PROVIDED DATA.

"""

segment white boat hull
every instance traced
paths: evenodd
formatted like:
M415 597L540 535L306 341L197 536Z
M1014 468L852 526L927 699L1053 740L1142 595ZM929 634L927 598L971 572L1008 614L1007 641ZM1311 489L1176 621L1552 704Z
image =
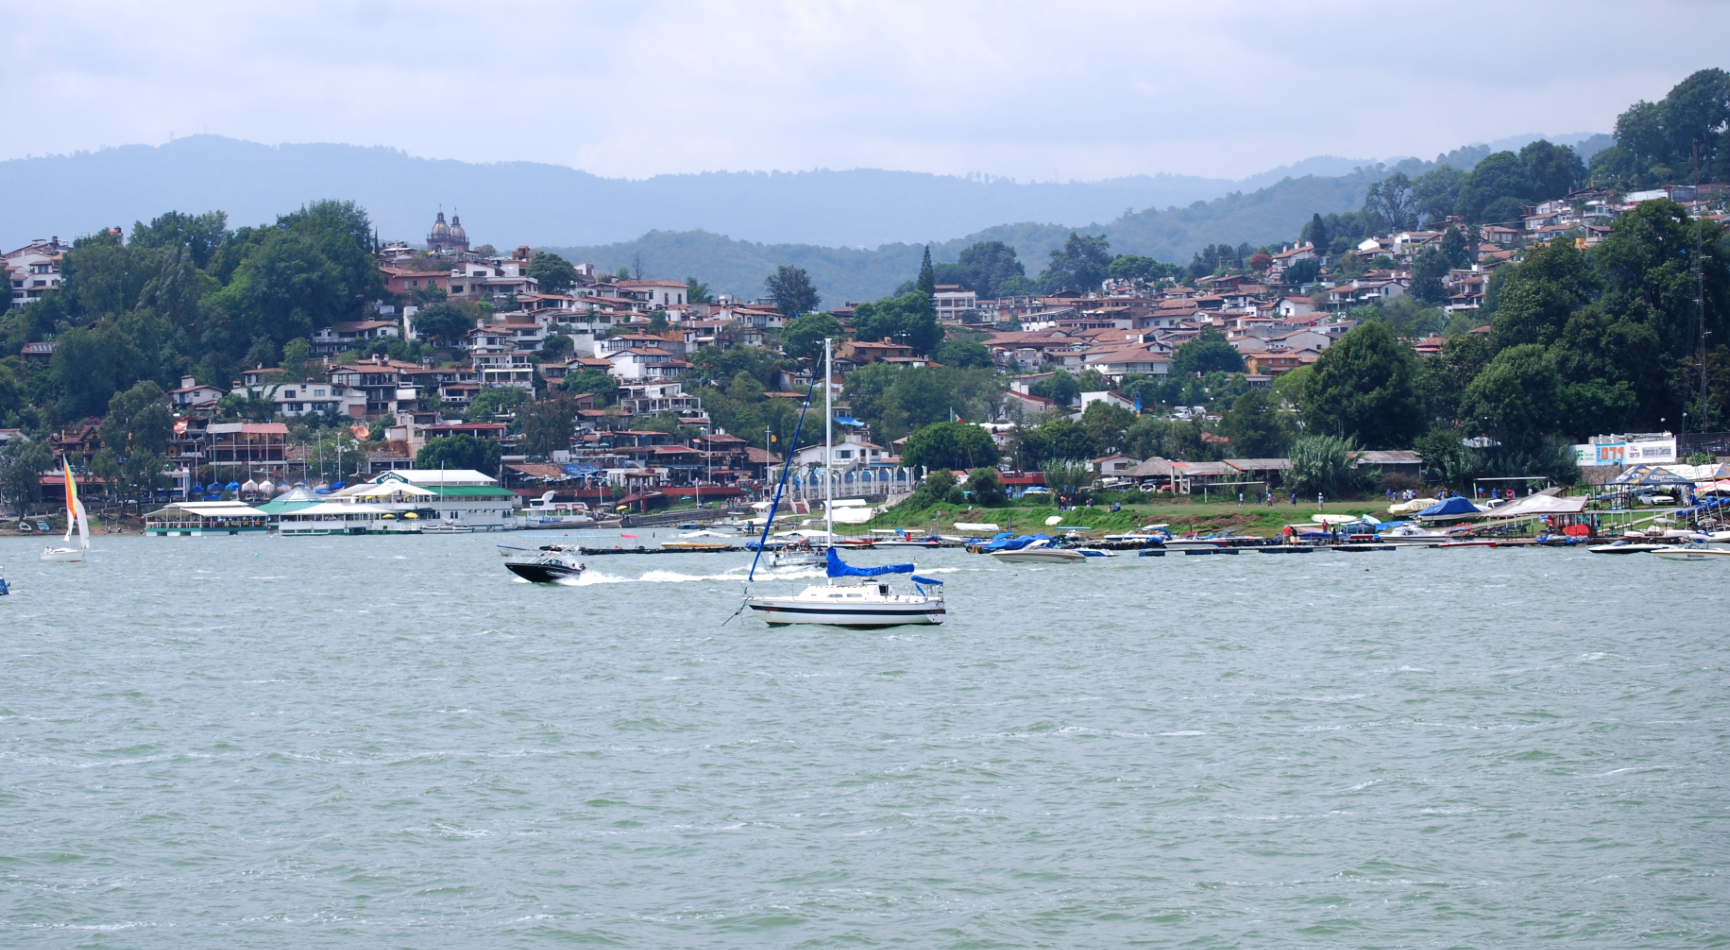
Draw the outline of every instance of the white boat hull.
M772 626L814 623L830 627L903 627L910 624L940 624L946 611L941 601L899 608L844 606L828 607L802 603L797 598L761 597L751 602L751 609Z
M1000 561L1009 562L1062 563L1087 560L1087 555L1067 548L1022 548L1019 551L992 551L991 556Z
M1668 547L1653 551L1652 556L1666 561L1711 561L1730 558L1730 551L1723 548Z
M40 558L44 561L82 561L84 552L77 548L49 548Z
M795 597L747 597L745 605L773 626L901 627L939 624L947 614L942 596L896 594L877 584L809 587Z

"""

TASK DETAILS. Without altering a word, return all of the records above and leave out their pictures.

TASK RESPONSE.
segment white boat hull
every instance traced
paths: evenodd
formatted like:
M415 597L540 535L306 341L197 536Z
M1014 468L852 526L927 699L1053 740L1142 595ZM929 634L927 598L971 572L1008 614L1007 641ZM1311 489L1176 621L1552 704Z
image =
Draw the outline of every instance of the white boat hull.
M772 626L814 623L830 627L903 627L910 624L940 624L946 611L941 601L899 608L844 606L828 607L802 603L797 598L761 597L751 602L751 609Z
M1000 561L1009 562L1062 563L1087 560L1087 555L1067 548L1022 548L1019 551L992 551L991 556Z
M1668 547L1653 551L1652 556L1666 561L1711 561L1730 558L1730 551L1723 548Z
M40 558L44 561L82 561L84 552L77 548L49 548Z
M795 597L747 597L745 605L773 626L901 627L939 624L947 614L942 596L896 594L877 584L809 587Z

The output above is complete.